# OBJECTIVE
The entries below are to be written out again without alteration.

Records from a collection
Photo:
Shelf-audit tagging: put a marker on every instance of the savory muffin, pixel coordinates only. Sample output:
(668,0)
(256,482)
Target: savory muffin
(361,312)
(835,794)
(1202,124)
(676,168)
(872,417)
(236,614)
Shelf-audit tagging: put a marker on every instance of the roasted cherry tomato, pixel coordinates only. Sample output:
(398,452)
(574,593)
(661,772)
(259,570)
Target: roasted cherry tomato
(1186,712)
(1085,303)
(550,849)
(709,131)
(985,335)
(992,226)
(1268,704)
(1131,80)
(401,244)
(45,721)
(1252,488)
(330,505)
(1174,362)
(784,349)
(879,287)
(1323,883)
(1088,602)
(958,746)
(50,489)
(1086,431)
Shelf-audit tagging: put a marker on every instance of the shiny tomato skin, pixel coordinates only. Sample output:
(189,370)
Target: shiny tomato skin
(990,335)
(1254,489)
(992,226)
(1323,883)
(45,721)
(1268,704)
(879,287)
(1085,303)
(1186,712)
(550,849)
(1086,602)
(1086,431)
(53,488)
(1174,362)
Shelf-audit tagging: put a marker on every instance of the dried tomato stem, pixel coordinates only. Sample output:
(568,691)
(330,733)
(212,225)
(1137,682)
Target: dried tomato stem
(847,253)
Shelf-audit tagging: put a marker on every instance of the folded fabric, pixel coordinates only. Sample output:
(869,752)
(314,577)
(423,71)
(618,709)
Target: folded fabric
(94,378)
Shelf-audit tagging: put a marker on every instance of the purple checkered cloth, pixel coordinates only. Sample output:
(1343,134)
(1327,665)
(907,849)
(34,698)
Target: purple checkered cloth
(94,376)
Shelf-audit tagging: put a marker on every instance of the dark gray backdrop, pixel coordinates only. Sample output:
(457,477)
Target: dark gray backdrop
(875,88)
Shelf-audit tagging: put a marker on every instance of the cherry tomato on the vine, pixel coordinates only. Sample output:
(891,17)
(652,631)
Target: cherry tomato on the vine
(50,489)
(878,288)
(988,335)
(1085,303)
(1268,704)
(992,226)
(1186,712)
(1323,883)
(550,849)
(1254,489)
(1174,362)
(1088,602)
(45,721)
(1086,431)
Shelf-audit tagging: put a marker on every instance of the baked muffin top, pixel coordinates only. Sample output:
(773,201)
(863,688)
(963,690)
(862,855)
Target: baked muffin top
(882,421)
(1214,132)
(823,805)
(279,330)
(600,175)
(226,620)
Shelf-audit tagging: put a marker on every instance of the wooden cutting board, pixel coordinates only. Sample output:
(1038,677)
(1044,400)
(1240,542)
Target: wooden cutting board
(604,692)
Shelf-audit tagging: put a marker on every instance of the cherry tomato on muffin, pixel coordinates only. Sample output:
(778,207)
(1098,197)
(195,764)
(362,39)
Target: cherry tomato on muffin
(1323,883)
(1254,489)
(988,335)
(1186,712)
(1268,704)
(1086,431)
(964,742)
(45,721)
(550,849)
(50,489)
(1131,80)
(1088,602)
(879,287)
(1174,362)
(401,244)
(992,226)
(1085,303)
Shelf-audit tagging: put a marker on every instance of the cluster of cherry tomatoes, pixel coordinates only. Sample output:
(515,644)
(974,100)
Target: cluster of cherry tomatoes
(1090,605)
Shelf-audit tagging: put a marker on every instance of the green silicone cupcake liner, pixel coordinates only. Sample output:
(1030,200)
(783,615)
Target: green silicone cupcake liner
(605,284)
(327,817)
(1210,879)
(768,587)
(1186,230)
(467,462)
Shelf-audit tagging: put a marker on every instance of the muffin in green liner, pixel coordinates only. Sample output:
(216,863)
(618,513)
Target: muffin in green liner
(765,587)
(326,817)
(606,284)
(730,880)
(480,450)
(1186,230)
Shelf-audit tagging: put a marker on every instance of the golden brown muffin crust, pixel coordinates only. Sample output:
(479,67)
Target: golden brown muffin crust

# ANSWER FOR THE TASK
Photo:
Shelf-audit tagging: put a marker on every instance of the savory muffin, pixel coordinates only. Sample output:
(668,0)
(256,482)
Target: savory muffin
(361,312)
(835,794)
(1202,124)
(676,168)
(872,417)
(236,614)
Shelf-audit tagging: put a marker on every instance of the roasted cherry tomato, pixel coordinates only. Sample output:
(398,452)
(574,593)
(661,772)
(259,570)
Target: roasted cherry tomato
(1186,712)
(1085,303)
(550,849)
(709,131)
(985,335)
(992,226)
(1268,704)
(1131,80)
(401,244)
(45,721)
(1252,488)
(330,505)
(1174,362)
(784,349)
(879,287)
(1323,883)
(1088,602)
(958,746)
(50,489)
(1086,431)
Shelf-audit tagging: put a marker on every instance of the shiny tomato skin, pixel coordinates only. Sample output:
(189,370)
Target: shiny tomato skin
(990,335)
(1254,489)
(992,226)
(1323,883)
(45,721)
(1268,704)
(879,287)
(1085,303)
(1186,712)
(550,849)
(1086,602)
(1086,431)
(53,488)
(1174,362)
Shelf-audit tagging: put a marker on every instance of the dried tomato stem, pixel coordinates only. Sample output:
(568,691)
(330,733)
(212,225)
(1137,682)
Target: dried tomato stem
(847,253)
Shelf-audit tagging: put a marker on every instance of the folded fabric, pixel coordinates only. Sample output:
(869,752)
(314,577)
(423,71)
(618,709)
Target: folded fabric
(94,378)
Shelf-audit tagging: put a marker on every instance of the purple checkered cloth, pixel coordinates only. Sample output:
(1343,134)
(1327,665)
(907,849)
(34,698)
Target: purple checkered cloth
(94,376)
Shelf-audit tagging: put a marker on every instance of the dark gray backdrop, pixel coordinates only. Sample output:
(457,477)
Target: dark gray backdrop
(875,88)
Shelf-audit tagging: put a marker on every instance of the cherry tomato on the vine, pixel coordinates only. Sample output:
(891,17)
(652,631)
Target: cherry tomato on the vine
(50,489)
(878,288)
(988,335)
(1085,303)
(1268,704)
(992,226)
(1186,712)
(1323,883)
(550,849)
(1254,489)
(1174,362)
(1088,602)
(45,721)
(1086,431)
Shelf-audit tagging: put a marker on every instance of the baked muffin top, pixel coordinates only. Sample output:
(773,201)
(863,688)
(963,690)
(862,855)
Target: baked muffin top
(882,421)
(1214,132)
(823,805)
(279,330)
(600,175)
(226,620)
Shelf-audit tagging: put a marker on every instance of the wooden cutting board, pixel coordinates only. Sample output:
(1038,677)
(1044,400)
(1240,542)
Target: wooden cutting board
(604,692)
Shelf-audit tagging: put a marker on every instance of the cherry tomato on muffin, pixel coordinates only. Sample output:
(778,207)
(1098,197)
(195,764)
(362,39)
Target: cherry tomato on muffin
(1323,883)
(1254,489)
(988,335)
(1186,712)
(1268,704)
(1086,431)
(964,742)
(45,721)
(550,849)
(50,489)
(1131,80)
(1088,602)
(879,287)
(1174,362)
(401,244)
(992,226)
(1085,303)
Shelf-audit tagging: put a marker on every instance of the cluster of cherry tomatoes, pixel coordinates only. Sample output:
(515,644)
(974,100)
Target: cluster of cherry tomatoes
(1090,605)
Shelf-audit tagging: put a marker on every instance of the green silicone cupcake liner, pixel coordinates only. Sample output:
(1030,200)
(783,615)
Target: green silicone cupcake liner
(605,284)
(327,817)
(1210,879)
(768,587)
(1186,230)
(467,462)
Shelf-audit tagging: put a marker on every instance of the muffin in green liner, pixel coordinates only. Sample output:
(216,863)
(618,513)
Target: muffin in green liner
(765,587)
(326,817)
(606,284)
(730,880)
(480,450)
(1186,230)
Shelf-audit tagging: put a marker on every instance of the golden brown muffin crust, pixel coordinates only. Sample output:
(479,67)
Target: golden brown muffin crust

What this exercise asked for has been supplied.